§ REQUESTS:
**1)** Answer these questions from the thread on new fighter aircraft.
(a) In which exercises does FLYBOYJ say the IAF defeated the USAF?
(b) In the study R988 recalls, how many kills for every loss would the Typhoon get against an Su-35?
(c) According to FLYBOYJ, where is one of the MiG-29s the US purchased now sitting?
**2)** Quote the stretch of the thread on new fighter aircraft from "Thanks. I was" through "Nonskimmer (Mar 29, 2006)", word for word.

§ EXCERPT TO READ:
= = =

# New fighter aircraft



## Torch (Mar 28, 2006)

There's been a bunch of new fighters coming out ex:Grippen,Rafael,Typhoon,F-22,SU-27,Migs etc. Is there anyplace to look up on how they would match up against each other? Or does anyone know if there's been joint excersises matching these planes up. I know India was bragging that they "defeated" a US "attack" with their Migs against F15's but that was a bit staged..


----------



## FLYBOYJ (Mar 28, 2006)

Torch said:


> There's been a bunch of new fighters coming out ex:Grippen,Rafael,Typhoon,F-22,SU-27,Migs etc. Is there anyplace to look up on how they would match up against each other? Or does anyone know if there's been joint excersises matching these planes up. I know India was bragging that they "defeated" a US "attack" with their Migs against F15's but that was a bit staged..


 This was in some earlier posts....

The IAF defeated the USAF in Cope India excersizes - the F-15s could take on the 3 and 4 to 1 odds they normally defeat in these excersizes.

2 to 1 is a different story.


----------



## R988 (Mar 29, 2006)

I vaguely remember a study against an Su-35

F-22 would get 10 kills for every loss
Typhoon would get 5 kills for every loss
Rafale/Gripen would get 1 kill for every loss
F-15C/F/A-18E would get 0.75 kills for every loss.

This is from memory though so those figures probably aren't exact, but the order is pretty much the same I think. I can't remember any other determining factors either so it could be way off as it's hard to know what scenarios they are considering and all that.

So for current generation you can probably assume F-22 is best
Typhoon next best
Su-35/Rafale/Gripen roughly equal


----------



## Torch (Mar 29, 2006)

Thanks. I was just curious besides the IAF/USAF shindig if anybody had gone head to head yet. Know f-18's went up against Luftwaffe M-29s but they were a little vague on the results(military channel). Appreciate the feed back.


----------



## Nonskimmer (Mar 29, 2006)

Didn't the US purchase something like a dozen or so Mig-29's from Moldova a bunch of years back? No need to paint F-5's and F-16's to look like Russian planes when you've got the real thing.


----------



## FLYBOYJ (Mar 29, 2006)

Nonskimmer said:


> Didn't the US purchase something like a dozen or so Mig-29's from Moldova a bunch of years back? No need to paint F-5's and F-16's to look like Russian planes when you've got the real thing.


 They did - one's sitting at Wright Patterson AFB...


----------



## davparlr (Apr 21, 2006)

FLYBOYJ said:


> This was in some earlier posts....
> 
> The IAF defeated the USAF in Cope India excersizes - the F-15s could take on the 3 and 4 to 1 odds they normally defeat in these excersizes.

= = =

§ PROVIDED MATERIAL:
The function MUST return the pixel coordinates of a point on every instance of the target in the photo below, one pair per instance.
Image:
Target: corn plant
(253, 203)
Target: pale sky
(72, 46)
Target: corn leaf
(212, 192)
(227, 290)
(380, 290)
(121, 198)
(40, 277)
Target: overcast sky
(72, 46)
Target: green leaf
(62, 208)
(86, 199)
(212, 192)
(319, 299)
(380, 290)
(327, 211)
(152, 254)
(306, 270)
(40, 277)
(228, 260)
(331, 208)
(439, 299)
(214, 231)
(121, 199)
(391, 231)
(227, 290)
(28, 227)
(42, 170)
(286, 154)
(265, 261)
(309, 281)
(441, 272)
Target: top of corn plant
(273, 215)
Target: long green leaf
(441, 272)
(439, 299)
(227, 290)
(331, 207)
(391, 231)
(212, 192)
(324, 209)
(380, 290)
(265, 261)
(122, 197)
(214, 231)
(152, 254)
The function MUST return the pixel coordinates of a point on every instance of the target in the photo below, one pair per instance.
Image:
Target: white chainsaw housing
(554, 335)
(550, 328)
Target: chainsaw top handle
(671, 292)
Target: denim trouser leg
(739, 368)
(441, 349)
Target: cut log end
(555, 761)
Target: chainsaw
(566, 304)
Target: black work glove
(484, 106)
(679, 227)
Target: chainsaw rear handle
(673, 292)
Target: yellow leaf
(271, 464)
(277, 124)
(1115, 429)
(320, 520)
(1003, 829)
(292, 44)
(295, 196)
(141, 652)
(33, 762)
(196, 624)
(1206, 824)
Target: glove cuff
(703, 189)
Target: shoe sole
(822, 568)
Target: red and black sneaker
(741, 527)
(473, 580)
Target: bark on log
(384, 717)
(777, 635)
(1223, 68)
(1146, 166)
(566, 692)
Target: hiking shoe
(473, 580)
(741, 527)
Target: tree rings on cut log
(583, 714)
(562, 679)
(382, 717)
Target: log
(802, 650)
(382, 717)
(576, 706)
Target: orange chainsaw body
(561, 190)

= = =

§ ANSWERS FOR THIS EXERCISE:
**1)**
(a) The Cope India exercises.
(b) 5 kills for every loss.
(c) At Wright Patterson AFB.

**2)**
Thanks. I was just curious besides the IAF/USAF shindig if anybody had gone head to head yet. Know f-18's went up against Luftwaffe M-29s but they were a little vague on the results(military channel). Appreciate the feed back.


----------



## Nonskimmer (Mar 29, 2006)